* [Data under study]:
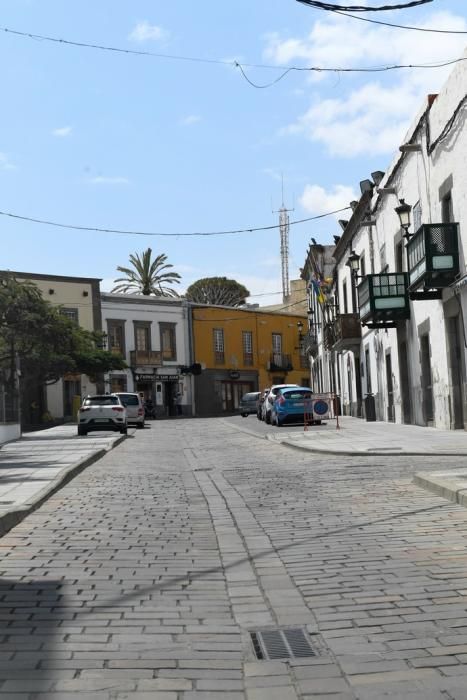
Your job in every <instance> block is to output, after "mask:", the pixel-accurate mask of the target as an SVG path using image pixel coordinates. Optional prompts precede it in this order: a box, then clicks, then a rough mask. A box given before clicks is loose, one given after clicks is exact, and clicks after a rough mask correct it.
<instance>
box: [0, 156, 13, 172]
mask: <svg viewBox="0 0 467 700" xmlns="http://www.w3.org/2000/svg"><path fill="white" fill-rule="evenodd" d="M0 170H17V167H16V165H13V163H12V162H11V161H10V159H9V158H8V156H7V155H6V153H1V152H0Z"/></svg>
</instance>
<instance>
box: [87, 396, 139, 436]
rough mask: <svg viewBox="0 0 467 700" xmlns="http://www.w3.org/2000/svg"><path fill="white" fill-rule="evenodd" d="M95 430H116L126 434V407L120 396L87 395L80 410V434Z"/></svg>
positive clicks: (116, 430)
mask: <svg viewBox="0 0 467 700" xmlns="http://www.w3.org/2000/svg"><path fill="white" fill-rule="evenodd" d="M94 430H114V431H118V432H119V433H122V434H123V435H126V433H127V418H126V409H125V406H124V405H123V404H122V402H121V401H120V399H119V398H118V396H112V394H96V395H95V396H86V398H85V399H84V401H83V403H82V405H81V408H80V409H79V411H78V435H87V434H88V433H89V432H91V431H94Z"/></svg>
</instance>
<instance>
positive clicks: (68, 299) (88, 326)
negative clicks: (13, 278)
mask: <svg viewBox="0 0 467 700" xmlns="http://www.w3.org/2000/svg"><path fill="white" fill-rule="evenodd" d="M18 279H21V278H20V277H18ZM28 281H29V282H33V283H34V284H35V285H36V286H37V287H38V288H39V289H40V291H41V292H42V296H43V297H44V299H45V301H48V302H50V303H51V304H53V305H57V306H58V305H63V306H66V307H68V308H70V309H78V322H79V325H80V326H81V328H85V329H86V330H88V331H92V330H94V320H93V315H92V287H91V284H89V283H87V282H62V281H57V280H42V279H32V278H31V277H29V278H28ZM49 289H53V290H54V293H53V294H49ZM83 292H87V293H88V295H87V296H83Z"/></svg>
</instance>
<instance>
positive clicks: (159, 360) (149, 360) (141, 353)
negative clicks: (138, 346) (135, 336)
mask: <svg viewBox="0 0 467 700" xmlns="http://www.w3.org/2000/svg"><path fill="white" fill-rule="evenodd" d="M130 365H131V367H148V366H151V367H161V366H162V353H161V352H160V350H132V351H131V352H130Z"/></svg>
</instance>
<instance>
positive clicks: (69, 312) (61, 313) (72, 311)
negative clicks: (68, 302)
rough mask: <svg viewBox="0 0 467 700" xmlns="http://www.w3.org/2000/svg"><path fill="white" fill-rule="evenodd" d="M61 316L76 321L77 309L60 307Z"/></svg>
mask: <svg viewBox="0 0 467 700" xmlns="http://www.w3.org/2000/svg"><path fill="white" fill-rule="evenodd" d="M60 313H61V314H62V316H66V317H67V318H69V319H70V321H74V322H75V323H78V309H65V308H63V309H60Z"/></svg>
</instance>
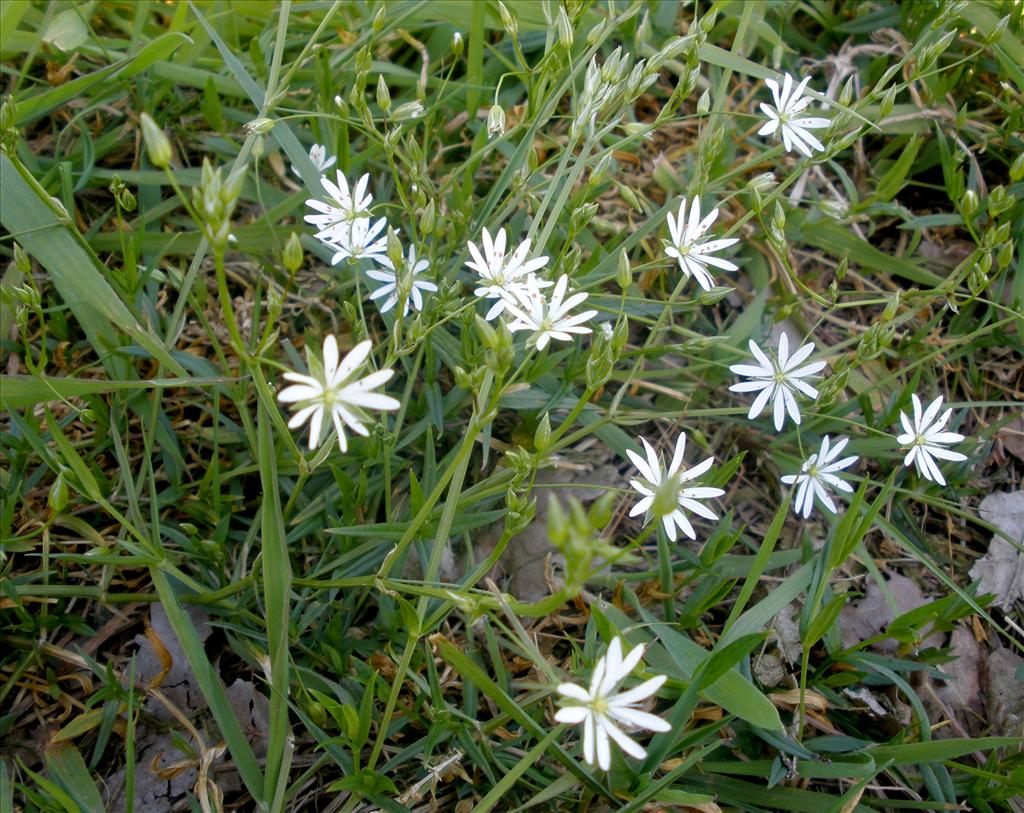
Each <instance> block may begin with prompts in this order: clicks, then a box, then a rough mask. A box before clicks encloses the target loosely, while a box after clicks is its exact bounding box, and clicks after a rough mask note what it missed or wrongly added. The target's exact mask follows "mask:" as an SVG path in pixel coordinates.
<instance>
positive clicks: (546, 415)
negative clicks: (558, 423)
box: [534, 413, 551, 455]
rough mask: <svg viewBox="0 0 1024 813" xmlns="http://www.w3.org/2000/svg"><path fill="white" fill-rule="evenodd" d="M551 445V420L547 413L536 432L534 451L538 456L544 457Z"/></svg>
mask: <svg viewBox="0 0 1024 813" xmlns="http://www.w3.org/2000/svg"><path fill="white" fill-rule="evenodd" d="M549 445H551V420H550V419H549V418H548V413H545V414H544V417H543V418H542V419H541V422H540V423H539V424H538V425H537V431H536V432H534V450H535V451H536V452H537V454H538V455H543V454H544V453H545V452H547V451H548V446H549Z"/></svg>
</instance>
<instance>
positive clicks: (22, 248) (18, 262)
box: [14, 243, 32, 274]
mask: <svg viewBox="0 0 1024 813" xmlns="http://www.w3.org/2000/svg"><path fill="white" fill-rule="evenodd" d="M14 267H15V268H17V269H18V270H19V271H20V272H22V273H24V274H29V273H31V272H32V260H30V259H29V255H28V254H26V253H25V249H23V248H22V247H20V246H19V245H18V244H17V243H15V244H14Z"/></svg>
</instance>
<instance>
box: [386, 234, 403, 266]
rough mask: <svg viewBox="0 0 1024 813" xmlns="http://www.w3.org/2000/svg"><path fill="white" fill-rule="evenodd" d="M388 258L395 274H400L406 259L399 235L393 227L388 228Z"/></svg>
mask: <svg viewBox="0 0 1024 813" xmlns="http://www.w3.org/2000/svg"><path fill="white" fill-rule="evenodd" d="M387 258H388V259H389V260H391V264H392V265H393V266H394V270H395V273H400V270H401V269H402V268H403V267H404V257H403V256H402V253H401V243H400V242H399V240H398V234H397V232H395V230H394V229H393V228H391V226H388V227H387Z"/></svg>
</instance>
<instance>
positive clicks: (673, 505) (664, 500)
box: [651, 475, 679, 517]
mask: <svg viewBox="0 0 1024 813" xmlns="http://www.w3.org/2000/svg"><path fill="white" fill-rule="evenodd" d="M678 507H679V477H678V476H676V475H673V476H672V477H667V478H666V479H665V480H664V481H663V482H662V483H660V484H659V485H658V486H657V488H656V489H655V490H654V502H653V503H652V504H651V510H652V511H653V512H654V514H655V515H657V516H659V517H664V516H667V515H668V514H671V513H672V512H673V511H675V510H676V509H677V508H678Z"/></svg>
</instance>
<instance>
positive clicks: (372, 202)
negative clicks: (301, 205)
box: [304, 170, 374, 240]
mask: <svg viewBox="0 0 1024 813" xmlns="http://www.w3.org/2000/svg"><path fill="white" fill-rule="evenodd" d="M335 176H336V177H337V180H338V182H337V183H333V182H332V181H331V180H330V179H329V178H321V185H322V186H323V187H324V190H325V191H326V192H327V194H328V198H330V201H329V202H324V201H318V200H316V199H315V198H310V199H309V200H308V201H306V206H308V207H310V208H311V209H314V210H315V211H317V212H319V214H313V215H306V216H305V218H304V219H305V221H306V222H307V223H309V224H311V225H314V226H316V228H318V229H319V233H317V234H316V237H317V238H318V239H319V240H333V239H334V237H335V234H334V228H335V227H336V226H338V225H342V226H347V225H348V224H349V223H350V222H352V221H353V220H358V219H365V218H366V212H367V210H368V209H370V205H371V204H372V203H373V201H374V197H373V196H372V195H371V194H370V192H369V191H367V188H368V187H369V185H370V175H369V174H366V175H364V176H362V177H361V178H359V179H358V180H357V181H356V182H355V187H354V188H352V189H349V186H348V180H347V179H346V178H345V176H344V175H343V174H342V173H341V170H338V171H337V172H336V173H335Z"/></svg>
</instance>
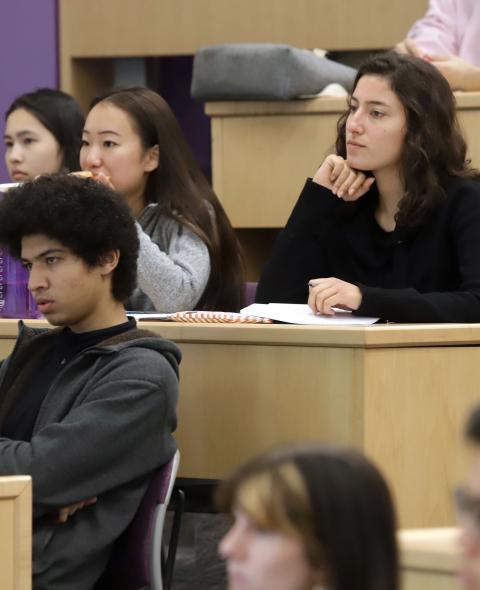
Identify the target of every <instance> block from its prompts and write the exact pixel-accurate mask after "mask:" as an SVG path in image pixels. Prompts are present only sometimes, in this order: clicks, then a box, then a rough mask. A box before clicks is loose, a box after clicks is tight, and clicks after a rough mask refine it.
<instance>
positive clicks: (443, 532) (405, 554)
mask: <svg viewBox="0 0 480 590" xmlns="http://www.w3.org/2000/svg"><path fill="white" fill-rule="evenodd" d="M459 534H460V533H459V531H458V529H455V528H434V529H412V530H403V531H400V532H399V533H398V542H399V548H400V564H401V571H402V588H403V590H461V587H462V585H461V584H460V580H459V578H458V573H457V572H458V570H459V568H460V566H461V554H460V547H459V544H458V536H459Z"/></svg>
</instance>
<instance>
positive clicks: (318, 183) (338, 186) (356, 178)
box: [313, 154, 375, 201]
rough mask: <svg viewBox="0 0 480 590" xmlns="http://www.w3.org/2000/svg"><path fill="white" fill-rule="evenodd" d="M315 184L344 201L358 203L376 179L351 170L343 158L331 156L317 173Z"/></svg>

* [The task]:
From the items above, copy every line that contains the word "pixel", matching case exactly.

* [Response to this task]:
Your job in every <instance> block is to output, after "mask:", the pixel-accurate mask of the target as an SVG path using image pixel coordinates. Optional prompts precede it in this order: a box, then clicks, then a rough mask. A box given before clicks is loose, one given after clicks is exact, and clicks after a rough mask correct it.
Each <instance> block may begin with prompts in this order: clicks, then a box, then a rough mask. A box before clicks encloses the target loosely, while a box after clicks is its exact bounding box, and clicks after a rough mask note what it missed or wrongly added. The target's exact mask follows "mask:" as an SVG path in pixel coordinates.
Identify the target of every <instance> block from its prompts and write the exact pixel-accurate mask after "mask:" as an SVG path in image pixels. Prompts are present only sometimes, in this order: clicks, then a box, then a rough mask. A box before clicks is loose, a box after clicks is tight, and clicks after a rough mask refine it.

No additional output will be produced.